Change "sample" to "example" in the lines from the one containing "Mark the region" through the end of the items, inclusive, keeping every other word the same. Give only those lines, and leave the pictures out.
[Begin EXCERPTED DATA]
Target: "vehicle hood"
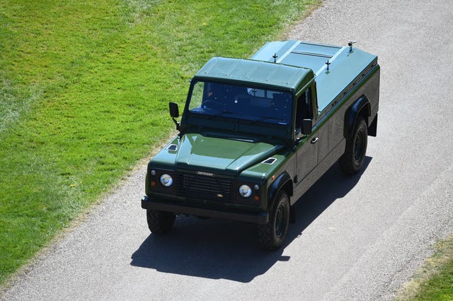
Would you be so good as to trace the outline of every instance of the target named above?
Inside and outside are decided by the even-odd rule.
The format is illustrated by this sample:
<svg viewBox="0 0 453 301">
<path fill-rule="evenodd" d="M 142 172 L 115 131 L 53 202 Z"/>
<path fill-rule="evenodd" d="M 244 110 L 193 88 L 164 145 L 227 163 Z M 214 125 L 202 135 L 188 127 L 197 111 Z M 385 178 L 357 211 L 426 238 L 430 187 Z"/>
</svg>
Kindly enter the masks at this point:
<svg viewBox="0 0 453 301">
<path fill-rule="evenodd" d="M 186 134 L 176 155 L 178 169 L 237 175 L 275 154 L 284 145 Z"/>
</svg>

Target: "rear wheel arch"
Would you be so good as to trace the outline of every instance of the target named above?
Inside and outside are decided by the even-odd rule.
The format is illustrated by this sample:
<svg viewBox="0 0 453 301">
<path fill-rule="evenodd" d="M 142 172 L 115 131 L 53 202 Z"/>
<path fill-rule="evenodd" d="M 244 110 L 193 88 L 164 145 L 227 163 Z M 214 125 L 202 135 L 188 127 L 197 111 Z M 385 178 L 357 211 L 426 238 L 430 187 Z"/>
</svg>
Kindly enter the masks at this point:
<svg viewBox="0 0 453 301">
<path fill-rule="evenodd" d="M 368 117 L 371 116 L 371 105 L 366 95 L 362 95 L 351 105 L 345 116 L 345 128 L 343 136 L 345 138 L 350 138 L 354 132 L 357 117 L 360 117 L 365 121 L 367 126 Z"/>
</svg>

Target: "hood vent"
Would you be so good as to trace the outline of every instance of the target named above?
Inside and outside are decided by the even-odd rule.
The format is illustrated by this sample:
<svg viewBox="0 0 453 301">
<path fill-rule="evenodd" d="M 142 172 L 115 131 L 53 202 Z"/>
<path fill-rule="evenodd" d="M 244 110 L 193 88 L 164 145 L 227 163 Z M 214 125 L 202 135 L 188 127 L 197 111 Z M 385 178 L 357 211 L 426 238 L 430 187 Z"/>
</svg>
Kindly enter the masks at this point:
<svg viewBox="0 0 453 301">
<path fill-rule="evenodd" d="M 275 158 L 270 158 L 266 159 L 264 161 L 263 161 L 262 163 L 263 164 L 273 165 L 273 164 L 274 164 L 274 163 L 275 161 L 277 161 L 277 159 L 275 159 Z"/>
</svg>

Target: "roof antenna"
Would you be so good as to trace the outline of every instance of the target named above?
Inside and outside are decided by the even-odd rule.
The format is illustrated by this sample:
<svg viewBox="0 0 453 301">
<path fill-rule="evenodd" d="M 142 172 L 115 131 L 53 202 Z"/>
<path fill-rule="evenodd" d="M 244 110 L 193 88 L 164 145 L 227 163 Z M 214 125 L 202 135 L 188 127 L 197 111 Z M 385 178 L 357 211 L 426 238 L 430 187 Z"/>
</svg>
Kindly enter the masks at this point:
<svg viewBox="0 0 453 301">
<path fill-rule="evenodd" d="M 355 44 L 357 43 L 357 41 L 355 40 L 350 40 L 348 42 L 348 46 L 349 46 L 349 52 L 352 52 L 352 44 Z"/>
<path fill-rule="evenodd" d="M 277 52 L 274 53 L 274 55 L 273 55 L 272 57 L 274 58 L 274 63 L 277 63 L 277 58 L 278 57 Z"/>
</svg>

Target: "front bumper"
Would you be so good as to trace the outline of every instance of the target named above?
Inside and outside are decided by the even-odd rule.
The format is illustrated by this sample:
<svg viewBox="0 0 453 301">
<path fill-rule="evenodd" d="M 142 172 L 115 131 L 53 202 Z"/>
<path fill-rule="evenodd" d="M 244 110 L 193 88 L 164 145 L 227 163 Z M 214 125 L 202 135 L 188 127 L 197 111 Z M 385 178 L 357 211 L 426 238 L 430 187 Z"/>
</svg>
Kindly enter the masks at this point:
<svg viewBox="0 0 453 301">
<path fill-rule="evenodd" d="M 205 209 L 184 205 L 160 203 L 151 200 L 151 198 L 147 196 L 144 196 L 142 198 L 142 208 L 144 209 L 168 211 L 176 213 L 189 214 L 207 218 L 222 218 L 261 225 L 266 224 L 269 221 L 269 213 L 266 212 L 251 213 L 224 211 L 215 209 Z"/>
</svg>

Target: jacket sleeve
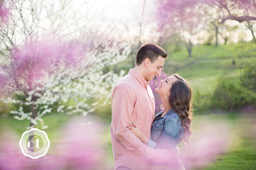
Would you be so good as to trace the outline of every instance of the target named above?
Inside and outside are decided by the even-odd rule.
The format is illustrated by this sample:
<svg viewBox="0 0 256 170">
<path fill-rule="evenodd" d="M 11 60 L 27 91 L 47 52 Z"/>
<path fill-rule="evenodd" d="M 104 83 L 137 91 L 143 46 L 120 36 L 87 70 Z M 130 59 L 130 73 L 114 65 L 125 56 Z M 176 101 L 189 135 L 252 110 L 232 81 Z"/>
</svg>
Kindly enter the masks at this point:
<svg viewBox="0 0 256 170">
<path fill-rule="evenodd" d="M 114 135 L 127 149 L 150 159 L 155 149 L 142 143 L 127 127 L 131 125 L 133 121 L 131 117 L 136 101 L 136 95 L 126 84 L 116 87 L 112 93 L 111 108 Z"/>
<path fill-rule="evenodd" d="M 154 128 L 152 127 L 151 128 Z M 177 138 L 180 134 L 180 129 L 179 126 L 176 119 L 167 119 L 163 125 L 163 131 L 159 143 L 156 143 L 152 140 L 149 140 L 148 146 L 154 147 L 155 149 L 167 149 L 170 154 L 168 160 L 161 165 L 172 164 L 179 162 L 175 149 Z M 156 164 L 153 161 L 151 161 L 151 164 L 152 165 L 159 165 L 159 164 Z"/>
</svg>

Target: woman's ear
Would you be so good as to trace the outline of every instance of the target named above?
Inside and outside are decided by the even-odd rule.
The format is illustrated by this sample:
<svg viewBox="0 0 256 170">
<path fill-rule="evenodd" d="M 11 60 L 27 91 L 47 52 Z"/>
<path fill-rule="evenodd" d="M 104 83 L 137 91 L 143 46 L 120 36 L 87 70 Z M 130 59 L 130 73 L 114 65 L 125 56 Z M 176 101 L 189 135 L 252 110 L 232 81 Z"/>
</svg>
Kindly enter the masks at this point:
<svg viewBox="0 0 256 170">
<path fill-rule="evenodd" d="M 148 64 L 150 63 L 150 60 L 149 58 L 146 58 L 144 60 L 144 65 L 146 67 L 147 67 L 148 66 Z"/>
</svg>

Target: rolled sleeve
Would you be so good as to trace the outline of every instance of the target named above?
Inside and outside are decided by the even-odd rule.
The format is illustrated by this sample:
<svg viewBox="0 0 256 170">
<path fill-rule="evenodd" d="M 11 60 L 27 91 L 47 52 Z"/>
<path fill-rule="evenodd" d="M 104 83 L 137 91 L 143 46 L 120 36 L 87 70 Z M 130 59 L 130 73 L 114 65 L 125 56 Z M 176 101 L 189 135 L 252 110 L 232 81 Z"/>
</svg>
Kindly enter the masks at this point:
<svg viewBox="0 0 256 170">
<path fill-rule="evenodd" d="M 151 148 L 155 148 L 156 145 L 156 143 L 155 142 L 151 139 L 149 139 L 148 143 L 148 146 Z"/>
</svg>

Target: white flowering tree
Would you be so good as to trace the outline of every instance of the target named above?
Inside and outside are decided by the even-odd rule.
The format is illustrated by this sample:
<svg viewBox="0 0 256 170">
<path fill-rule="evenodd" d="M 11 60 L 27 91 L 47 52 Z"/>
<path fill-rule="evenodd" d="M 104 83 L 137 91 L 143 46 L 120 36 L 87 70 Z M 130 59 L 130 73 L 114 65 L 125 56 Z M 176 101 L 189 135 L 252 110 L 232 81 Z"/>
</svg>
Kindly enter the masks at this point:
<svg viewBox="0 0 256 170">
<path fill-rule="evenodd" d="M 39 122 L 43 129 L 47 127 L 42 117 L 52 112 L 54 105 L 58 106 L 57 112 L 84 115 L 105 105 L 119 77 L 102 70 L 125 59 L 130 52 L 129 47 L 109 40 L 95 30 L 87 30 L 72 38 L 70 34 L 57 33 L 60 28 L 60 33 L 69 32 L 61 26 L 64 24 L 56 25 L 64 21 L 65 15 L 60 17 L 65 14 L 61 10 L 65 9 L 66 1 L 60 1 L 63 3 L 60 9 L 54 11 L 53 8 L 51 12 L 50 8 L 37 5 L 43 4 L 37 1 L 10 2 L 13 3 L 1 4 L 1 9 L 7 9 L 0 17 L 0 88 L 2 101 L 19 106 L 18 110 L 10 112 L 16 115 L 14 118 L 29 120 L 28 128 Z M 41 20 L 40 14 L 44 10 L 47 15 Z M 59 15 L 51 28 L 47 25 L 44 29 L 41 21 L 47 23 L 48 17 L 52 22 L 56 13 Z"/>
</svg>

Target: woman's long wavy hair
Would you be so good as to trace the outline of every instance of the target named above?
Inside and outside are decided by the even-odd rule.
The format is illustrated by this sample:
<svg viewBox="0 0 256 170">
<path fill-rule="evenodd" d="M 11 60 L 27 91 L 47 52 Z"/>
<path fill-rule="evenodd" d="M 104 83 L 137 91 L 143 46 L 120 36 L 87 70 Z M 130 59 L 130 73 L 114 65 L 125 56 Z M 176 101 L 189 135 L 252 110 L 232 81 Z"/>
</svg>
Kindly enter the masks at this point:
<svg viewBox="0 0 256 170">
<path fill-rule="evenodd" d="M 170 89 L 169 102 L 179 116 L 181 125 L 184 128 L 182 142 L 185 145 L 189 146 L 192 134 L 190 125 L 193 116 L 192 91 L 188 82 L 182 77 L 177 74 L 172 75 L 178 80 L 173 83 Z"/>
</svg>

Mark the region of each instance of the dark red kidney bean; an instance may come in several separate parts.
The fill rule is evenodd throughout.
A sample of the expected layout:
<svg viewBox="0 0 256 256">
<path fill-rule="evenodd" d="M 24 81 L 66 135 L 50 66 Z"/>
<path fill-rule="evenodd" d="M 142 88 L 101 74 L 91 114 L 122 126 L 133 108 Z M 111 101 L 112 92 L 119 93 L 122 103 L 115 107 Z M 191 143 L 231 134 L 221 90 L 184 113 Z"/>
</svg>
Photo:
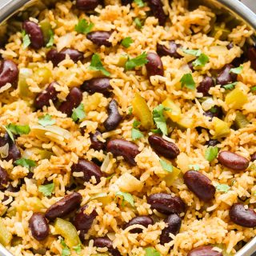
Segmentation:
[End EXCERPTED DATA]
SOLVED PROBLEM:
Mark the region of each instance of the dark red kidney bean; an instance may come in several separate parts.
The fill rule is evenodd throughout.
A example of the expected layout:
<svg viewBox="0 0 256 256">
<path fill-rule="evenodd" d="M 24 81 L 66 135 L 50 66 Z"/>
<path fill-rule="evenodd" d="M 142 88 L 101 74 L 91 114 L 122 126 L 133 108 Z M 111 101 L 112 92 L 119 93 L 122 103 L 115 107 Z M 191 143 L 231 134 L 221 90 L 184 113 Z"/>
</svg>
Photo:
Segmentation:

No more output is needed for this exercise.